START
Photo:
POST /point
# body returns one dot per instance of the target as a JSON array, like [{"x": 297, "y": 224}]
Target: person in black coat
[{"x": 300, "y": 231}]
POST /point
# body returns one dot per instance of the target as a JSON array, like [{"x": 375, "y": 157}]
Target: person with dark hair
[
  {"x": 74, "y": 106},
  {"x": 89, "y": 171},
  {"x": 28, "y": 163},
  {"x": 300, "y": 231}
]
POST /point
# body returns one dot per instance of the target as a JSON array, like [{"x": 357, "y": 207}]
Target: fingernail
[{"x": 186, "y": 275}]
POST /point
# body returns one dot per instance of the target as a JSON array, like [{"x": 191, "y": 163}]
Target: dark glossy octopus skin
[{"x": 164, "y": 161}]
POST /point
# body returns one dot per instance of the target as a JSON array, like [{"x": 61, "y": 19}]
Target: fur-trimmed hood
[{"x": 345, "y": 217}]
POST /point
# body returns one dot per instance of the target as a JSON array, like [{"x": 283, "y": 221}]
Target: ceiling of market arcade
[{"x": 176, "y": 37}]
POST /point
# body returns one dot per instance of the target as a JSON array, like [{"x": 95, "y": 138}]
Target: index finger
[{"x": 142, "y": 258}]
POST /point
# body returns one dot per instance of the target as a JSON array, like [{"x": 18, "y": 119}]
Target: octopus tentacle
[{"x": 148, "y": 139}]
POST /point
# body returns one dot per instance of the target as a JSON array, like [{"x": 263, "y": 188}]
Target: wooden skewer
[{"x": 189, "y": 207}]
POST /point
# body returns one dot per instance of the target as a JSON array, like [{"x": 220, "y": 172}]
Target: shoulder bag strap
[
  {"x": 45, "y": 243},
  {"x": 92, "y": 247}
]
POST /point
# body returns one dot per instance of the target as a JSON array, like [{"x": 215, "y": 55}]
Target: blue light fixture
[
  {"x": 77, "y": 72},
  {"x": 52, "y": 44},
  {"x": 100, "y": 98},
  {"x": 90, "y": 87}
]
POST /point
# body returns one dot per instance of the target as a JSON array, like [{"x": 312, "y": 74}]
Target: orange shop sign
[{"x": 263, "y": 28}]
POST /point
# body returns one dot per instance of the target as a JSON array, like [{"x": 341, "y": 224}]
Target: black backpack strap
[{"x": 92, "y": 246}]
END
◆ **WHAT IS REQUIRED**: Pick out every line in the rows above that contains the word "dark", and copy each one in full.

◆ **RESPONSE TO THE TASK**:
Target: person with dark hair
Target: dark glossy octopus skin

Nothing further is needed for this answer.